WHAT TO WORK ON:
Rewrite the rows below as a numbered list, skipping any blank lines. Leave the pictures out.

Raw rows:
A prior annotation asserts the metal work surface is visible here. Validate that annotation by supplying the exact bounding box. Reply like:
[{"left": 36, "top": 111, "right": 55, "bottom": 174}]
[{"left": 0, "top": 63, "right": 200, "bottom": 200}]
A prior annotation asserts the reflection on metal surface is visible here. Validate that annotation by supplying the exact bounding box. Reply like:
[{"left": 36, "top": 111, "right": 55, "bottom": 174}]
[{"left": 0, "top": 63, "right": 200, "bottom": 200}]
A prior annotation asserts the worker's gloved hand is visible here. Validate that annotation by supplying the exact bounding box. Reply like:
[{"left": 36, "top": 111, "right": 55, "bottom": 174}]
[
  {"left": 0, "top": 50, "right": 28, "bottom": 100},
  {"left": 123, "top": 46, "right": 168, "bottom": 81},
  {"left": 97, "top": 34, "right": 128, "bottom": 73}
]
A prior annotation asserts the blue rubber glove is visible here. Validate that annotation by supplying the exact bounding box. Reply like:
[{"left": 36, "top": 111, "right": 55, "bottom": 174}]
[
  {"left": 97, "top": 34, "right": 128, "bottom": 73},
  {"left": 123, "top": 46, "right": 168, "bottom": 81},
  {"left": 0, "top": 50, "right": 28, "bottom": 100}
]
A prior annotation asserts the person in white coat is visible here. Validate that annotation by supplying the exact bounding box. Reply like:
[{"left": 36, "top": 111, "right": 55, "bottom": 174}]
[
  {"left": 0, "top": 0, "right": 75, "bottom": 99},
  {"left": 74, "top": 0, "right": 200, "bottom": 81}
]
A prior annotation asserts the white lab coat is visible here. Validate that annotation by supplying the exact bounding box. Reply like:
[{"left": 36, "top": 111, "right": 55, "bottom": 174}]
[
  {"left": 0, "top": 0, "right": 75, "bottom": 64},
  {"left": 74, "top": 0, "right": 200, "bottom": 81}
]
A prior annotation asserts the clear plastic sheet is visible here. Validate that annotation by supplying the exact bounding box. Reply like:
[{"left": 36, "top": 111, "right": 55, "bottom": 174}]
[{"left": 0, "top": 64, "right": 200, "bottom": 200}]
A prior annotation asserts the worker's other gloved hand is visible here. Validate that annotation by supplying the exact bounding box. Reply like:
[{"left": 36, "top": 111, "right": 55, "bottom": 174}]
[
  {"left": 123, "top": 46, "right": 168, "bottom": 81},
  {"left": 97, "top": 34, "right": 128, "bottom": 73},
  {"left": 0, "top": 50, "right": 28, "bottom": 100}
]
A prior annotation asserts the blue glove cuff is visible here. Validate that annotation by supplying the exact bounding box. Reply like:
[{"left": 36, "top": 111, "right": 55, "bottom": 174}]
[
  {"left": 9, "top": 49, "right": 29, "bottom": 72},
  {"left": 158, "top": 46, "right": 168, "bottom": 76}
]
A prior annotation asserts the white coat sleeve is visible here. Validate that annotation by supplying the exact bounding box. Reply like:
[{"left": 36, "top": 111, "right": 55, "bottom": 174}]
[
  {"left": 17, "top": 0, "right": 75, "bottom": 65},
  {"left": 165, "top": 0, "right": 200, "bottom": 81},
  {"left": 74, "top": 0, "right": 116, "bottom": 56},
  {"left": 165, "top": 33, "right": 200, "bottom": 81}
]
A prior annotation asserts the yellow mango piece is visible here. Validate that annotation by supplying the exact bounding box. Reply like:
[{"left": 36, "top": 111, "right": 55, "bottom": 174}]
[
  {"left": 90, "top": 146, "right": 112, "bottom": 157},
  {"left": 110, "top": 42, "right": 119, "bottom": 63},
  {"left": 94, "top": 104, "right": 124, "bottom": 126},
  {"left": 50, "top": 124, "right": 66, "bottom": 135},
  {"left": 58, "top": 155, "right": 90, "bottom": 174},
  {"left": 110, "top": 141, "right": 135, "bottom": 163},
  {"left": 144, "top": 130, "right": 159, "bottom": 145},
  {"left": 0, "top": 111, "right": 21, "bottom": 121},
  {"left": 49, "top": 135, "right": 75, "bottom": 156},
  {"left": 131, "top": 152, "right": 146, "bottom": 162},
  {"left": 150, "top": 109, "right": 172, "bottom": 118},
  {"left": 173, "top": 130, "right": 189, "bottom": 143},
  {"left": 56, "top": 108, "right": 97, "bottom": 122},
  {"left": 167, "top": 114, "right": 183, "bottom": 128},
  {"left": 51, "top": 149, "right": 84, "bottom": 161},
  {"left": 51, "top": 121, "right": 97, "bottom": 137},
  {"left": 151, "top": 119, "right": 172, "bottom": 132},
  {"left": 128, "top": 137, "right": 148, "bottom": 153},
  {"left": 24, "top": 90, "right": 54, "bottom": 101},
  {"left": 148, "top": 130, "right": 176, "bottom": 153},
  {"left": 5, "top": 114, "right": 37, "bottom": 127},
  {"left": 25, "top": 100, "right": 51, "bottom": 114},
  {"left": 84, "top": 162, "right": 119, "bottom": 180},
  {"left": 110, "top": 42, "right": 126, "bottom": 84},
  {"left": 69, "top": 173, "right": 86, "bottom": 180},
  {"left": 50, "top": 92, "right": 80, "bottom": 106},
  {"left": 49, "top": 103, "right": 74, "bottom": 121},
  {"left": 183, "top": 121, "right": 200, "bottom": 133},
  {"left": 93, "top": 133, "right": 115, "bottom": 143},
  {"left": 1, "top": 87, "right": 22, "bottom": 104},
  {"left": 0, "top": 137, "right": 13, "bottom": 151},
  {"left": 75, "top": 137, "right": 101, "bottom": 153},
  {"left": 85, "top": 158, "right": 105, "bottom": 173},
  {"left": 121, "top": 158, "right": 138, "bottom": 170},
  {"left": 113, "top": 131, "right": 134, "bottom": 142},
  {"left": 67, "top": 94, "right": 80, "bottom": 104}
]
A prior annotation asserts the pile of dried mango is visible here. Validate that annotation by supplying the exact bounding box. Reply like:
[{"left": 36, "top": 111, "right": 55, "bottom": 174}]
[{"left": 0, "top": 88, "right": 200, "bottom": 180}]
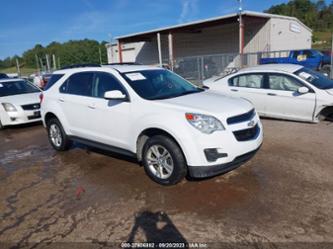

TASK SOLUTION:
1. A prior annotation asserts the metal work surface is visible here. Validate that annotation by supplying the exact bounding box. Reply like:
2. [{"left": 36, "top": 111, "right": 55, "bottom": 174}]
3. [{"left": 0, "top": 63, "right": 200, "bottom": 200}]
4. A prior annotation asserts the reflection on metal surface is visible here. Validate that annotation by supplying the exact bounding box. Reply like:
5. [{"left": 36, "top": 111, "right": 55, "bottom": 174}]
6. [{"left": 0, "top": 63, "right": 200, "bottom": 200}]
7. A prior annotation asserts the worker's gloved hand is visible here. Validate that annotation by supplying the exact bounding box. Reply like:
8. [{"left": 36, "top": 111, "right": 55, "bottom": 174}]
9. [
10.   {"left": 0, "top": 50, "right": 28, "bottom": 100},
11.   {"left": 123, "top": 46, "right": 168, "bottom": 81},
12.   {"left": 97, "top": 34, "right": 128, "bottom": 73}
13. ]
14. A prior annotation asserts the blue rubber glove is visible here. Validate that annotation by supplying the exact bounding box. Reply like:
15. [{"left": 36, "top": 111, "right": 55, "bottom": 174}]
16. [
17.   {"left": 97, "top": 34, "right": 128, "bottom": 73},
18.   {"left": 123, "top": 46, "right": 168, "bottom": 81},
19.   {"left": 0, "top": 50, "right": 28, "bottom": 100}
20. ]
21. A prior annotation asserts the person in white coat is visible here. Validate that annotation by supplying the exact bounding box. Reply like:
22. [{"left": 36, "top": 111, "right": 55, "bottom": 174}]
23. [
24.   {"left": 0, "top": 0, "right": 75, "bottom": 99},
25.   {"left": 74, "top": 0, "right": 200, "bottom": 81}
26. ]
27. A prior annotation asserts the white lab coat is visible here. Validate that annotation by supplying the exact bounding box. Reply like:
28. [{"left": 36, "top": 111, "right": 55, "bottom": 174}]
29. [
30.   {"left": 0, "top": 0, "right": 75, "bottom": 64},
31.   {"left": 74, "top": 0, "right": 200, "bottom": 81}
32. ]
33. A prior annotation asserts the clear plastic sheet is visible here. Validate that annotation by supplying the exact bounding box. Reply like:
34. [{"left": 36, "top": 111, "right": 55, "bottom": 174}]
35. [{"left": 0, "top": 64, "right": 200, "bottom": 200}]
36. A prior annotation asserts the worker's other gloved hand is visible here. Validate that annotation by supplying the exact bounding box. Reply like:
37. [{"left": 36, "top": 111, "right": 55, "bottom": 174}]
38. [
39.   {"left": 123, "top": 46, "right": 168, "bottom": 81},
40.   {"left": 97, "top": 34, "right": 128, "bottom": 73},
41.   {"left": 0, "top": 50, "right": 28, "bottom": 100}
42. ]
43. A prior annotation asserts the blue glove cuff is visible here. Validate that annotation by supplying the exact bounding box. Reply like:
44. [{"left": 36, "top": 111, "right": 55, "bottom": 174}]
45. [
46.   {"left": 9, "top": 49, "right": 29, "bottom": 72},
47.   {"left": 158, "top": 46, "right": 168, "bottom": 76}
48. ]
49. A prior annotation asserts the white coat sleeve is visible here. Validate that annotation by supplying the exact bounding box. Reply like:
50. [{"left": 36, "top": 111, "right": 55, "bottom": 174}]
51. [
52.   {"left": 17, "top": 0, "right": 75, "bottom": 65},
53.   {"left": 165, "top": 0, "right": 200, "bottom": 81},
54.   {"left": 74, "top": 0, "right": 116, "bottom": 56},
55.   {"left": 165, "top": 33, "right": 200, "bottom": 81}
56. ]
57. A prior annotation asserts the yellow mango piece is visible here. Validate that annotation by supplying the exact bounding box. Reply like:
58. [{"left": 36, "top": 111, "right": 55, "bottom": 174}]
59. [
60.   {"left": 90, "top": 146, "right": 112, "bottom": 157},
61.   {"left": 110, "top": 42, "right": 119, "bottom": 63},
62.   {"left": 94, "top": 104, "right": 124, "bottom": 126},
63.   {"left": 50, "top": 124, "right": 66, "bottom": 135},
64.   {"left": 58, "top": 155, "right": 90, "bottom": 174},
65.   {"left": 110, "top": 141, "right": 135, "bottom": 163},
66.   {"left": 144, "top": 130, "right": 159, "bottom": 145},
67.   {"left": 0, "top": 111, "right": 21, "bottom": 121},
68.   {"left": 49, "top": 135, "right": 75, "bottom": 156},
69.   {"left": 131, "top": 152, "right": 146, "bottom": 162},
70.   {"left": 150, "top": 109, "right": 172, "bottom": 118},
71.   {"left": 173, "top": 130, "right": 189, "bottom": 143},
72.   {"left": 56, "top": 108, "right": 97, "bottom": 122},
73.   {"left": 167, "top": 114, "right": 183, "bottom": 128},
74.   {"left": 51, "top": 149, "right": 84, "bottom": 161},
75.   {"left": 51, "top": 121, "right": 97, "bottom": 137},
76.   {"left": 151, "top": 119, "right": 172, "bottom": 132},
77.   {"left": 128, "top": 137, "right": 148, "bottom": 153},
78.   {"left": 24, "top": 90, "right": 54, "bottom": 101},
79.   {"left": 148, "top": 130, "right": 176, "bottom": 153},
80.   {"left": 5, "top": 114, "right": 37, "bottom": 127},
81.   {"left": 25, "top": 100, "right": 51, "bottom": 114},
82.   {"left": 84, "top": 162, "right": 119, "bottom": 180},
83.   {"left": 110, "top": 42, "right": 126, "bottom": 84},
84.   {"left": 69, "top": 173, "right": 86, "bottom": 180},
85.   {"left": 50, "top": 92, "right": 80, "bottom": 106},
86.   {"left": 49, "top": 103, "right": 74, "bottom": 121},
87.   {"left": 183, "top": 121, "right": 200, "bottom": 133},
88.   {"left": 93, "top": 133, "right": 115, "bottom": 143},
89.   {"left": 1, "top": 87, "right": 22, "bottom": 104},
90.   {"left": 0, "top": 137, "right": 13, "bottom": 151},
91.   {"left": 75, "top": 137, "right": 101, "bottom": 153},
92.   {"left": 85, "top": 158, "right": 105, "bottom": 173},
93.   {"left": 121, "top": 158, "right": 138, "bottom": 170},
94.   {"left": 113, "top": 131, "right": 134, "bottom": 142},
95.   {"left": 67, "top": 94, "right": 80, "bottom": 104}
96. ]
97. A prior annotation asserts the pile of dried mango is visible here. Validate that annotation by supplying the exact bounding box. Reply like:
98. [{"left": 36, "top": 111, "right": 55, "bottom": 174}]
99. [{"left": 0, "top": 88, "right": 200, "bottom": 180}]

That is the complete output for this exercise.